### Exercise brief
Please give all of the records below as a numbered list, leaving out any blank lines.

═══ Dataset records

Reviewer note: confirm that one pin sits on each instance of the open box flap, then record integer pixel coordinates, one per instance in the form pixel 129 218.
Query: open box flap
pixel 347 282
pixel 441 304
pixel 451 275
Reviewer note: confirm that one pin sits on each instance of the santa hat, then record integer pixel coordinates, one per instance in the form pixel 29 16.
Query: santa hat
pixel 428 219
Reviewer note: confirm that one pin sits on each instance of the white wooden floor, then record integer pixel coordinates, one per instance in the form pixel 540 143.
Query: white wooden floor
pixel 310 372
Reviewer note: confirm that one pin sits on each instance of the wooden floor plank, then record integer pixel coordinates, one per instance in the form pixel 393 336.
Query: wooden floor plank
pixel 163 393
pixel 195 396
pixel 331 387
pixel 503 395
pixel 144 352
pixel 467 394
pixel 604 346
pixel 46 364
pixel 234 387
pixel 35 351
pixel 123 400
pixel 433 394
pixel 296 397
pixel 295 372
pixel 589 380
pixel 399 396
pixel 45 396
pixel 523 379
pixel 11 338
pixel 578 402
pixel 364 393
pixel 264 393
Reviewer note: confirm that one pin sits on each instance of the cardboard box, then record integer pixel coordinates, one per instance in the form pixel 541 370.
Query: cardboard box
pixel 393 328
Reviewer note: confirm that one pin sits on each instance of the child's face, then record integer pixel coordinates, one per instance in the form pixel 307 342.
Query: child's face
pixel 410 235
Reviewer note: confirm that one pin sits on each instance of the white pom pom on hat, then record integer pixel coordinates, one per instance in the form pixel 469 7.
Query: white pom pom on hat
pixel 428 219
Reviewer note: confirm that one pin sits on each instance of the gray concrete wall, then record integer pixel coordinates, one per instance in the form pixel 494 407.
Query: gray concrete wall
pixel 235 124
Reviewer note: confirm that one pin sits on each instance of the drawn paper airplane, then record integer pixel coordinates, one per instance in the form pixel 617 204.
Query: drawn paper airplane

══════

### Exercise response
1. Reviewer note: confirm that one pin sits on each instance of the open box flap, then record integer pixel coordinates, one per instance in the form pixel 129 218.
2. Query: open box flap
3. pixel 347 282
4. pixel 441 304
5. pixel 451 275
6. Reviewer note: confirm that one pin sits on each instance of the santa hat, then record integer pixel coordinates, one per instance in the form pixel 29 16.
7. Query: santa hat
8. pixel 428 219
9. Reviewer note: confirm that one pin sits on each instance of the white wooden floor, then record integer pixel coordinates, one per instance in the form pixel 540 143.
10. Query: white wooden floor
11. pixel 310 372
12. Reviewer note: confirm that one pin sits on each instance of the wooden floor plank, then record integer pixel coordinates, one per instance in the form pixel 393 336.
13. Query: wooden floor plank
14. pixel 163 393
15. pixel 195 396
16. pixel 331 387
17. pixel 503 395
18. pixel 144 352
19. pixel 467 394
20. pixel 604 346
21. pixel 46 364
22. pixel 234 387
23. pixel 35 351
24. pixel 123 400
25. pixel 433 394
26. pixel 296 397
27. pixel 295 372
28. pixel 589 380
29. pixel 399 396
30. pixel 45 396
31. pixel 523 379
32. pixel 11 338
33. pixel 578 402
34. pixel 364 393
35. pixel 264 393
36. Reviewer note: confirm that one pin sits on each instance of the cardboard box, then record integer pixel coordinates, one per instance in the form pixel 541 370.
37. Query: cardboard box
38. pixel 393 328
39. Reviewer note: confirm that one pin sits on each instance of the child's face, then record integer pixel coordinates, one per instance in the form pixel 307 342.
40. Query: child's face
41. pixel 410 235
42. Reviewer note: confirm that one pin sits on each instance of the white pom pom on hat, then record integer pixel coordinates, one per instance in the form pixel 469 7.
43. Query: white pom pom on hat
44. pixel 428 219
45. Reviewer note: confirm that one pin sits on each instance of the gray concrete wall, then record integer pixel coordinates, one per instance in the form pixel 494 407.
46. Query: gray concrete wall
47. pixel 235 124
48. Reviewer note: confirm that one pin sits on each instance of the drawn paper airplane, then record integer pixel coordinates, one per instance in the form pixel 617 204.
49. Query: drawn paper airplane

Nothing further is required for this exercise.